## [Supplied records]
_ _ _ _
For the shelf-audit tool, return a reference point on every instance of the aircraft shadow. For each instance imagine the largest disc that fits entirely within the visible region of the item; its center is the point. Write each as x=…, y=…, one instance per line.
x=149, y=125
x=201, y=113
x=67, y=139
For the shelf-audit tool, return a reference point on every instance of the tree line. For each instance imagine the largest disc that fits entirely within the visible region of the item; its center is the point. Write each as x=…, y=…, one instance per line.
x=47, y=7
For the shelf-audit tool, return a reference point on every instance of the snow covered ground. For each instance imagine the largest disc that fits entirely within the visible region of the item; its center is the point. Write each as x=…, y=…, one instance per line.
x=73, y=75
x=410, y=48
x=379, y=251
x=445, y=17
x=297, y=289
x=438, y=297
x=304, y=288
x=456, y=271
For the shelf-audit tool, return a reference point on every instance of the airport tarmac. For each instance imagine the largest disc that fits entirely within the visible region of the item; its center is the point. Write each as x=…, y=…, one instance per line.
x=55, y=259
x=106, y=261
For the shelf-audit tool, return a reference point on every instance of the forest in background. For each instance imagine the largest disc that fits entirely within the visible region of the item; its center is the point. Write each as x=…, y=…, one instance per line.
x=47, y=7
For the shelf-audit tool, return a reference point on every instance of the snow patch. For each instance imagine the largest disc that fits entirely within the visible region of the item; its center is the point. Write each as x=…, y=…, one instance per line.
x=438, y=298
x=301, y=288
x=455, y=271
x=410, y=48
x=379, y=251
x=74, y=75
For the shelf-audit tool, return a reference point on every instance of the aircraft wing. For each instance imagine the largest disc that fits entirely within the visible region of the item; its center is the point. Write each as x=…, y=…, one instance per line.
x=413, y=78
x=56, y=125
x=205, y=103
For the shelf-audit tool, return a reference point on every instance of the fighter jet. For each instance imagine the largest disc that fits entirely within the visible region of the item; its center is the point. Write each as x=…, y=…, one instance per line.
_ _ _ _
## [Task to carry out]
Write the entries out once more, exactly, without dropping a line.

## [Output]
For the shelf-audit tool, return a reference point on every instance of the aircraft shadow. For each instance imagine the largest disc that fits entirely within the visible region of the item; its center is the point. Write each as x=…, y=…, one instance per line.
x=149, y=125
x=201, y=113
x=67, y=139
For the shelf-audit tool, return a reference point on every instance of the tree line. For each instance imagine the largest disc that fits entirely within the visible region of the item; its center is the point. Write each as x=…, y=…, one instance per line.
x=47, y=7
For the shelf-audit tool, return a reference point on every instance of the snow covered ground. For each instance imagine the largest disc that fits entirely within the visible region of the item; its center is the point. Write each as x=…, y=…, one instance per line.
x=73, y=75
x=410, y=48
x=379, y=251
x=445, y=17
x=297, y=289
x=438, y=297
x=304, y=288
x=456, y=271
For the shelf-audit tool, return a reference point on every instance of the airport tarmac. For each instance imagine the largest disc that fits entirely within the visible region of the item; its center is the point. Write each as x=…, y=…, one instance per line.
x=55, y=259
x=106, y=261
For the shelf-audit tool, return a reference point on every instance of the forest in background. For each instance imagine the largest disc that fits entirely within the visible region of the item; its center is the point. Write each as x=…, y=…, one instance per line.
x=47, y=7
For the shelf-audit tool, return a reference point on every instance of the snow patch. For each instance imagine the largest disc that fits entirely within the visible region of the item; its center is the point. Write each as x=…, y=…, one instance per line.
x=438, y=298
x=301, y=288
x=455, y=271
x=410, y=48
x=379, y=251
x=74, y=75
For the shelf-audit tool, return a reference point on every instance of the aircraft wing. For each instance imagine the largest disc that fits entirely within the visible region of the item; its center is the point. Write each as x=…, y=…, one instance per line.
x=413, y=78
x=56, y=125
x=205, y=103
For the shelf-audit tool, return a reference point on every instance of the fighter jet. For each instance imagine the largest disc that fits entirely within the visible region of the item; its center is the point. Write each as x=…, y=…, one instance per line.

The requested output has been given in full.